---------- Extracted entries ----------

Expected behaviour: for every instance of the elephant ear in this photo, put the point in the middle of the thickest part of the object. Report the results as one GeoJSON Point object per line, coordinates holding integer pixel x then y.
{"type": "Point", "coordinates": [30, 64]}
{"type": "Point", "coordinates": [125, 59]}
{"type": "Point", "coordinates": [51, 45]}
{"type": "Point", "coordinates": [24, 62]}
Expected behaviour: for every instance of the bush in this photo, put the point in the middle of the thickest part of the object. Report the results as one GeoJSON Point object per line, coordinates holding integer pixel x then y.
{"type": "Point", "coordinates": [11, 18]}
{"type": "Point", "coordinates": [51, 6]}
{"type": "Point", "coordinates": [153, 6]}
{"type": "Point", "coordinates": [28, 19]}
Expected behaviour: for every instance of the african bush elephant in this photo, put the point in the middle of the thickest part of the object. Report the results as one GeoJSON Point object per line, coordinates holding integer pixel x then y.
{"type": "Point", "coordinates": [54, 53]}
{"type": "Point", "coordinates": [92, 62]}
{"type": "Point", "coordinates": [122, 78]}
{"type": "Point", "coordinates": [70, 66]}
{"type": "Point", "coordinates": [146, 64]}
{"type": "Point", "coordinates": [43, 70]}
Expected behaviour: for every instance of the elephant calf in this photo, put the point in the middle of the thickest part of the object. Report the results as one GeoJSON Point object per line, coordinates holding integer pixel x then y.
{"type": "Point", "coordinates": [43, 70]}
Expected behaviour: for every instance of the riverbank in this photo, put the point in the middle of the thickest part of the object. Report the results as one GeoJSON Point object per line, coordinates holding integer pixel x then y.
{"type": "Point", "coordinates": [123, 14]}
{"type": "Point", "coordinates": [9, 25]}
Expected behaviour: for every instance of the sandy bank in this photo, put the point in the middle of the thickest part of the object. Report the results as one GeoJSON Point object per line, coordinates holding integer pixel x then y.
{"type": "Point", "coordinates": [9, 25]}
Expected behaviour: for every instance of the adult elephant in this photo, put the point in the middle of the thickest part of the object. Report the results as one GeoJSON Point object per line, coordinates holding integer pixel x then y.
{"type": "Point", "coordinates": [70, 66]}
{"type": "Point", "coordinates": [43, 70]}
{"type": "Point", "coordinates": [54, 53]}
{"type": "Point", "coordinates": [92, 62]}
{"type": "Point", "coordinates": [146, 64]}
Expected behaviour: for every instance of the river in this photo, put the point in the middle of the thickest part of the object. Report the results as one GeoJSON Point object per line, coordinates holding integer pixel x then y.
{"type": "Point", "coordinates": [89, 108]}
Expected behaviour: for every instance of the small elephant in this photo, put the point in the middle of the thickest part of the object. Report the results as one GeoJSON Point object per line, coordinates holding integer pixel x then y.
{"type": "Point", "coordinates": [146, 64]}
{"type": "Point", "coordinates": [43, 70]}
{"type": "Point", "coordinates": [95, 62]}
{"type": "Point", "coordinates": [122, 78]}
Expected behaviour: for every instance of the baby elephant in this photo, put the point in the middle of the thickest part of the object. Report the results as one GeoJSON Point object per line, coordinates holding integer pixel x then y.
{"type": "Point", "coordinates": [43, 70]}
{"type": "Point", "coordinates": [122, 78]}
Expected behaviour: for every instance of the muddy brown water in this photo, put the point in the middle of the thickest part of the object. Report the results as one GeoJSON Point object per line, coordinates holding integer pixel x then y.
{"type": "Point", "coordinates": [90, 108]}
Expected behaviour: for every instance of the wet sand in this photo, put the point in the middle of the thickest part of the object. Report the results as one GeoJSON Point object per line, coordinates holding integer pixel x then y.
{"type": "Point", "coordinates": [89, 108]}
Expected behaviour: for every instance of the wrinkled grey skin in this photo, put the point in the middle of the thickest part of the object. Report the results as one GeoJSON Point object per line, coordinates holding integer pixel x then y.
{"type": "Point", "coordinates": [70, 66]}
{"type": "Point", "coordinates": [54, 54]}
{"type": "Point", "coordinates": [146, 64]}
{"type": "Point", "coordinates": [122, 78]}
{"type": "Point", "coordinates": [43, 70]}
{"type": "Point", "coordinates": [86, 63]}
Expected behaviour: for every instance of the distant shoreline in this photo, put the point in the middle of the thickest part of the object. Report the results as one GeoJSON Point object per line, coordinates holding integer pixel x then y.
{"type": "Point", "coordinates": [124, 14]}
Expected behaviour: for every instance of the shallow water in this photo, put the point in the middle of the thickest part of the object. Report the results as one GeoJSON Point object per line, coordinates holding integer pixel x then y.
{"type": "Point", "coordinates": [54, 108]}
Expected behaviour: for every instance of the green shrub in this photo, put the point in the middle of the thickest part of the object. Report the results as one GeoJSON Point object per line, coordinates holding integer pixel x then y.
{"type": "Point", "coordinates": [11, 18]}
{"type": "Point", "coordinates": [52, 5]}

----------

Make a word-for-word transcription of the listing above.

# Answer to this exercise
Expected behaviour: for every instance of the elephant ear in this photo, put the point in the middle of the thickest part of the object. Report the results as one GeoJSON Point object per line, coordinates holding integer pixel x then y.
{"type": "Point", "coordinates": [30, 64]}
{"type": "Point", "coordinates": [125, 59]}
{"type": "Point", "coordinates": [51, 45]}
{"type": "Point", "coordinates": [24, 62]}
Expected behaviour: for every instance of the bush in this photo, put the point in the middle of the thickest part of the object. Report the results as one GeoJSON Point object per line, coordinates holding integer pixel x then y.
{"type": "Point", "coordinates": [11, 18]}
{"type": "Point", "coordinates": [51, 6]}
{"type": "Point", "coordinates": [153, 6]}
{"type": "Point", "coordinates": [28, 19]}
Expected behaviour: for every instance of the african bush elephant in this photo, put the point in the middle of the thickest part of the object. Report the results as one GeoJSON Point object per line, coordinates holding integer pixel x then y.
{"type": "Point", "coordinates": [54, 53]}
{"type": "Point", "coordinates": [92, 62]}
{"type": "Point", "coordinates": [122, 78]}
{"type": "Point", "coordinates": [70, 66]}
{"type": "Point", "coordinates": [146, 64]}
{"type": "Point", "coordinates": [43, 70]}
Expected behaviour: for every instance of the elephant calf in this photo, put the point in the middle of the thickest part of the object. Report the results as one GeoJSON Point object per line, coordinates holding integer pixel x then y.
{"type": "Point", "coordinates": [43, 70]}
Expected behaviour: for every instance of the riverbank in this photo, put the point in the middle of the thickest part of the object. Report the results as one GeoJSON Point object per line, coordinates holding integer pixel x then y.
{"type": "Point", "coordinates": [123, 14]}
{"type": "Point", "coordinates": [9, 25]}
Expected behaviour: for every instance of the sandy bank in this photo, put the point in the middle of the thickest part of the object. Report the results as one GeoJSON Point object per line, coordinates holding integer pixel x then y.
{"type": "Point", "coordinates": [9, 25]}
Expected behaviour: for every instance of the adult elephant in this photo, put the point in the middle of the thickest part of the object. Report the results as one GeoJSON Point object per line, coordinates holding integer pixel x then y.
{"type": "Point", "coordinates": [70, 66]}
{"type": "Point", "coordinates": [43, 70]}
{"type": "Point", "coordinates": [54, 53]}
{"type": "Point", "coordinates": [92, 62]}
{"type": "Point", "coordinates": [146, 64]}
Expected behaviour: for every instance of the river in this photo, put the point in the middle of the thickest part of the object. Report the results as one GeoJSON Point object per line, coordinates holding integer pixel x then y.
{"type": "Point", "coordinates": [89, 108]}
Expected behaviour: for every instance of the small elephant in this photo, put the point in the middle of the thickest part of the object. Report the results as one GeoJSON Point object per line, coordinates holding integer pixel x then y.
{"type": "Point", "coordinates": [146, 64]}
{"type": "Point", "coordinates": [43, 70]}
{"type": "Point", "coordinates": [95, 62]}
{"type": "Point", "coordinates": [122, 78]}
Expected behaviour: for every instance of the baby elephant in this photo, put the point in the middle of the thickest part of the object. Report the results as one GeoJSON Point object per line, coordinates holding integer pixel x then y.
{"type": "Point", "coordinates": [43, 70]}
{"type": "Point", "coordinates": [122, 78]}
Expected behaviour: for every instance of the muddy brown water in this photo, put the point in the middle of the thickest part of the object. Report the results as one GeoJSON Point object per line, coordinates holding integer pixel x then y.
{"type": "Point", "coordinates": [90, 108]}
Expected behaviour: for every instance of the wet sand in this photo, put the point in the middle of the thickest part of the object. Report the results as one GeoJSON Point object per line, coordinates holding integer pixel x then y.
{"type": "Point", "coordinates": [89, 108]}
Expected behaviour: for every instance of the wrinkled grey skin in this photo, put the point in the middle of the thickest part of the object. Report the results as one GeoJSON Point object per line, coordinates holding integer pixel x then y.
{"type": "Point", "coordinates": [70, 66]}
{"type": "Point", "coordinates": [54, 54]}
{"type": "Point", "coordinates": [146, 64]}
{"type": "Point", "coordinates": [122, 78]}
{"type": "Point", "coordinates": [43, 70]}
{"type": "Point", "coordinates": [86, 63]}
Expected behaviour: for every instance of the distant shoreline in this photo, put the point in the middle of the thickest part of the object. Report the results as one GeoJSON Point object per line, coordinates holding integer pixel x then y.
{"type": "Point", "coordinates": [124, 14]}
Expected behaviour: for every instance of the shallow water in this photo, put the point in the middle of the thickest part of the object. Report the results as one GeoJSON Point object per line, coordinates holding integer pixel x then y.
{"type": "Point", "coordinates": [54, 108]}
Expected behaviour: for every instance of the green shrub in this photo, put the point in the middle of the thickest part of the object. Report the results as one GeoJSON Point object per line, coordinates holding integer pixel x then y.
{"type": "Point", "coordinates": [11, 18]}
{"type": "Point", "coordinates": [52, 5]}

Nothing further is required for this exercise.